**Texte fourni:**
= = = = = = =
Le XIXe siècle : l’industrialisation du savoir lexicographique

Au XIXe siècle, les dictionnaires deviennent des ouvrages de plus en plus volumineux, fruits du travail de lexicographes passionnés et méthodiques. L’industrialisation et la scolarisation de masse favorisent la diffusion de ces ouvrages qui ne sont plus réservés aux élites.

C’est aussi l’époque des grands projets lexicographiques. En France, Pierre Larousse publie son fameux Grand dictionnaire universel du XIXe siècle entre 1866 et 1876. Cet ouvrage, encyclopédique dans son ambition, dépasse le simple dictionnaire de langue et devient une véritable référence de culture générale.

En Angleterre, c’est la création de l’Oxford English Dictionary (OED) qui marque l’histoire. Lancé en 1857, il faudra 70 ans pour en voir la première édition complète publiée en 1928. Ce projet monumental se distingue par sa méthode scientifique et rigoureuse de collecte des citations illustrant l’usage des mots à travers les siècles.

En parallèle, des ouvrages plus pratiques voient le jour. Les dictionnaires Larousse, en France, se popularisent et se déclinent en formats accessibles à tous, avec le Petit Larousse illustré qui devient un best-seller à partir de sa première édition en 1905.
= = = = = = =
**Consigne:** Résumez en deux phrases le texte sur les dictionnaires au XIXe siècle.
= = = = = = =
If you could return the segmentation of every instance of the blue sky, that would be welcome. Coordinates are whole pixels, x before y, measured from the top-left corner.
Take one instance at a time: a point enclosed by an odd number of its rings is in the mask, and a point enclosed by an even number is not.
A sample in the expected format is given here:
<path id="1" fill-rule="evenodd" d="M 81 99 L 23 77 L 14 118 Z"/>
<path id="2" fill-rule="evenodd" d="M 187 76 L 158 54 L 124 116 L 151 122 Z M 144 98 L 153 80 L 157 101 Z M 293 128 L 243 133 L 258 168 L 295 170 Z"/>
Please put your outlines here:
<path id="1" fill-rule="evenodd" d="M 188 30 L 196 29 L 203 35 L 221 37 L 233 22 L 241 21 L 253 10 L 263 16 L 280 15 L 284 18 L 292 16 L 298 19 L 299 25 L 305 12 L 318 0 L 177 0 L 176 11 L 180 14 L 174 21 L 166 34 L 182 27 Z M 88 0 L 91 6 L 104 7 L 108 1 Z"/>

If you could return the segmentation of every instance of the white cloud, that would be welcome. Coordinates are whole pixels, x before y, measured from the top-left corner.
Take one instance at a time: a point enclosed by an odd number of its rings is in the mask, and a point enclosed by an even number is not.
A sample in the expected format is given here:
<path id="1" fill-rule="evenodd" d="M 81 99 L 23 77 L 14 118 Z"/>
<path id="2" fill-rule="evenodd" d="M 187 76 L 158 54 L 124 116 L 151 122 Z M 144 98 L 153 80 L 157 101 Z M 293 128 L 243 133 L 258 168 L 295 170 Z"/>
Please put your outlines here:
= = = = = = =
**Réponse:** Au XIXe siècle, les dictionnaires deviennent de plus en plus volumineux et, grâce à l'industrialisation et à la scolarisation de masse, ne sont plus réservés aux élites. C'est l'époque de grands projets comme le Grand dictionnaire universel du XIXe siècle de Pierre Larousse (1866-1876) et l'Oxford English Dictionary, lancé en 1857 et dont la première édition complète paraît en 1928, tandis que des ouvrages plus pratiques comme le Petit Larousse illustré, best-seller dès 1905, se popularisent.